● MATERIAL FOR THE TASK:

━━━

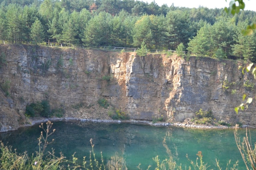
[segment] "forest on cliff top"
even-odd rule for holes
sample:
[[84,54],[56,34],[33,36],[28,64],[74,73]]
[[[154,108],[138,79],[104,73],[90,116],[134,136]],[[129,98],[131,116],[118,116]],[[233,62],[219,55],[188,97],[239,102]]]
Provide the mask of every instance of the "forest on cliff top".
[[134,0],[1,0],[0,39],[87,47],[140,47],[184,50],[200,56],[256,60],[255,34],[241,30],[256,13],[231,16],[223,9],[160,7]]

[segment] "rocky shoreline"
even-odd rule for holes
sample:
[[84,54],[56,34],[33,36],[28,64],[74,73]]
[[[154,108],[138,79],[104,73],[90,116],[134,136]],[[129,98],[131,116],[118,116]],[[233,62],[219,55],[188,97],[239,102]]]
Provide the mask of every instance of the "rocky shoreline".
[[[89,107],[82,106],[76,109],[70,108],[66,110],[63,116],[61,118],[54,117],[46,118],[37,117],[30,118],[27,120],[26,124],[21,127],[32,126],[50,121],[91,121],[117,123],[146,123],[150,125],[156,126],[174,126],[200,129],[227,129],[235,128],[234,126],[228,126],[221,125],[214,125],[195,124],[191,122],[191,119],[186,119],[184,122],[158,122],[155,123],[153,123],[151,121],[139,119],[131,119],[128,120],[113,120],[108,116],[108,113],[110,111],[113,110],[113,107],[112,106],[109,106],[107,108],[104,108],[100,107],[98,104],[94,103],[92,106]],[[242,127],[246,127],[255,128],[247,125],[243,125]]]
[[[79,121],[81,122],[91,121],[97,122],[109,122],[109,123],[146,123],[149,125],[156,126],[174,126],[178,127],[184,127],[199,129],[228,129],[235,128],[234,126],[227,126],[219,125],[218,126],[209,125],[189,125],[186,122],[159,122],[155,123],[153,123],[151,121],[147,120],[137,120],[136,119],[131,119],[129,120],[120,120],[112,119],[80,119],[77,118],[66,117],[61,118],[44,118],[37,120],[31,120],[30,123],[26,124],[24,126],[29,126],[37,124],[40,124],[41,123],[46,122],[48,121],[52,122],[56,121]],[[255,128],[255,127],[247,125],[243,125],[242,128],[250,127]]]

━━━

● OBJECTIVE:
Pictures don't belong in the copy. Restate all the entries exactly.

● EXERCISE ANSWER:
[segment] "forest on cliff top"
even-odd rule for holes
sample:
[[84,54],[56,34],[33,36],[28,64],[74,73]]
[[[154,108],[138,79],[104,73],[90,116],[134,136]],[[129,98],[131,116],[118,116]],[[233,62],[219,55],[188,97],[239,102]]]
Provide the mask of every instance of the "forest on cliff top".
[[134,0],[1,0],[0,39],[87,47],[140,47],[184,50],[200,56],[256,60],[255,34],[241,30],[256,13],[231,16],[223,9],[160,7]]

[segment] "rocky shoreline"
even-odd rule for holes
sample:
[[84,54],[56,34],[33,36],[28,64],[74,73]]
[[[154,108],[138,79],[104,73],[90,116],[134,136]],[[129,98],[131,116],[118,116]],[[233,62],[219,55],[188,97],[239,102]]]
Provide the mask of every instance of the "rocky shoreline".
[[[89,107],[82,106],[76,109],[70,108],[66,110],[63,116],[61,118],[54,117],[46,118],[37,117],[30,118],[27,120],[26,124],[21,127],[32,126],[50,121],[91,121],[117,123],[146,123],[150,125],[156,126],[174,126],[200,129],[227,129],[235,128],[234,126],[228,126],[221,125],[214,125],[195,124],[191,122],[191,119],[186,119],[184,122],[158,122],[155,123],[153,123],[151,121],[139,119],[131,119],[128,120],[113,120],[108,116],[108,113],[110,111],[113,110],[113,107],[112,106],[109,106],[107,108],[104,108],[100,107],[98,104],[94,103],[92,106]],[[242,127],[246,127],[255,128],[247,125],[243,125]]]
[[[79,121],[81,122],[91,121],[97,122],[109,122],[109,123],[146,123],[149,125],[156,126],[174,126],[178,127],[184,127],[199,129],[228,129],[235,128],[234,126],[227,126],[219,125],[218,126],[209,125],[189,125],[186,122],[159,122],[155,123],[153,123],[151,121],[147,120],[137,120],[136,119],[131,119],[129,120],[120,120],[112,119],[80,119],[77,118],[66,117],[61,118],[44,118],[37,120],[31,120],[30,123],[26,124],[24,126],[29,126],[37,124],[40,124],[41,123],[46,122],[48,121],[52,122],[56,121]],[[255,128],[255,127],[247,125],[243,125],[242,128],[250,127]]]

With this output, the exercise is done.